** START Reading passage **

But the rebate checks don't address the economy's fundamental problems, most importantly the free fall in the housing market. By my calculation, the decline in house prices has slashed $2.5 trillion from household wealth (more than $25,000 for the average homeowner), and prices continue to decline rapidly in much of the country. By early next year the rebates will be spent and households will be poorer.
Meanwhile, the surging oil prices are acting like a tax increase—except the proceeds don't go to our friendly governments but to big energy companies and overseas producers. And there is lots of money involved. When gasoline was selling for closer to $1 at the start of the decade, American households were spending some $300 billion each year to drive their cars and heat and cool their homes. They are now spending some $700 billion a year on energy. Household gasoline bills in the coming year will rise about $100 billion—even if national gas prices stay near $4 a gallon through 2008.
Spending more to fill gas tanks and buy a loaf of bread means there is less to spend on other things. Vehicle sales are plunging, and the airlines are slashing flights to survive. Businesses are increasingly focused on energy savings and less on how to make us more productive workers. This is a painful weight on our collective standard of living. Yet the higher energy and food prices make it difficult for the Federal Reserve to lower interest rates for fear of broader inflation. Businesses have so far eaten their higher energy costs and not passed much of them along to consumers. This is a serious risk, though, as it would force the Federal Reserve to raise interest rates. There is nothing more painful than higher energy prices and higher rates; every recession since World War II has been caused by that noxious mix.
Why high oil prices make it hurt so bad
Bob Lutz, General Motors' vice chairman, global product development
Historically, any time there was a slowdown in the United States, there would be a slowdown globally. That's because the United States used such a high percentage of the world's resources—oil, steel, rubber products and so on. Whenever we slowed down, the suppliers of those raw materials would have to slow down. That would result in a drop in the prices of those commodities, which when they entered the United States would restart our economy from a lower cost base. Usually petroleum prices were the first to react to a severe U.S. slowdown.
Now the European economy is being driven largely by the boom in Eastern Europe, particularly Russia and some of the former Soviet republics; those countries are growing almost as fast as China. They're creating a high demand for European products, and the resulting prosperity has little or nothing to do with the United States.

** END Reading passage **
** START Given entries **

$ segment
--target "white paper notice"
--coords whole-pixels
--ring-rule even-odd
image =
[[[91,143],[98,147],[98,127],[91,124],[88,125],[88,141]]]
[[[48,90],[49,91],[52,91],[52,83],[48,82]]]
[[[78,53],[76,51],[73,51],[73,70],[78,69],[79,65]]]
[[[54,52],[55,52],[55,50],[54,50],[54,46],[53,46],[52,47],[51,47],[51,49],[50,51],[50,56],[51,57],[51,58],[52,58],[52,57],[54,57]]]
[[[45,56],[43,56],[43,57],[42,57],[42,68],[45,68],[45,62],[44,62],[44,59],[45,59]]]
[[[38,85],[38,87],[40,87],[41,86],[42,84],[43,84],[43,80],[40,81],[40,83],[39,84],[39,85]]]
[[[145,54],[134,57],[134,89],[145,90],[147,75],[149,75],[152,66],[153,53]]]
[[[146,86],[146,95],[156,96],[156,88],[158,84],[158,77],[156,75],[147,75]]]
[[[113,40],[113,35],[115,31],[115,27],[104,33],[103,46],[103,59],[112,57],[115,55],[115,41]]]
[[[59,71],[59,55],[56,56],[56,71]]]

** END Given entries **
** START Given entries **

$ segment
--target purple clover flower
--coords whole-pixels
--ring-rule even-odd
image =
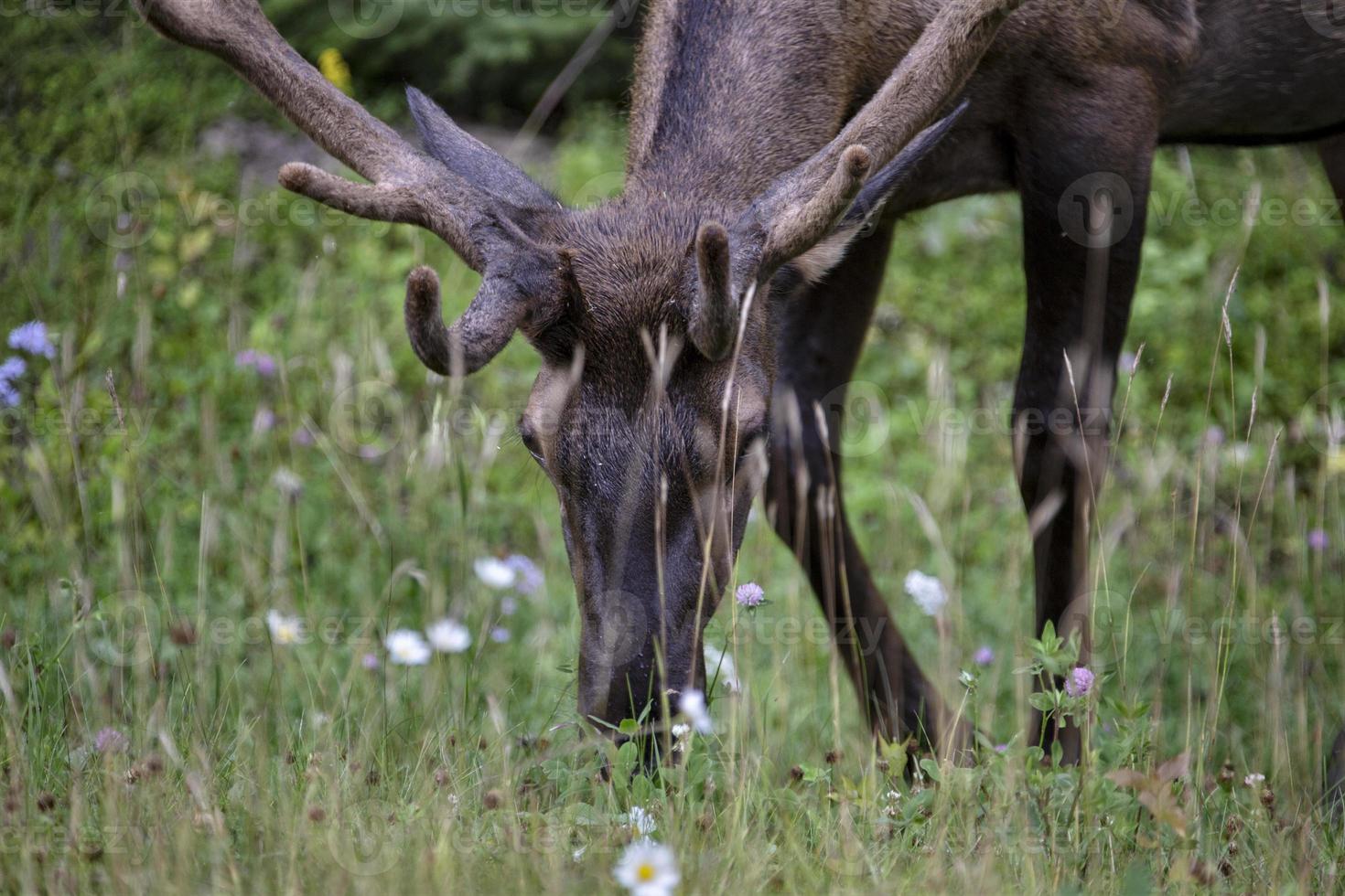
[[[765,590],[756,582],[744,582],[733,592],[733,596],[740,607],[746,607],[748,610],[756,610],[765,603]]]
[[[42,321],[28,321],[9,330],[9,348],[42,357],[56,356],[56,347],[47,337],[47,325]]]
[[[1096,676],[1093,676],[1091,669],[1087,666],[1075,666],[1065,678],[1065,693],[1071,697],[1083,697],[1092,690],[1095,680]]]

** END Given entries **

Set exercise:
In the passage on oil prices and the economy, how much do American households now spend on energy each year?

Reply:
Some $700 billion a year.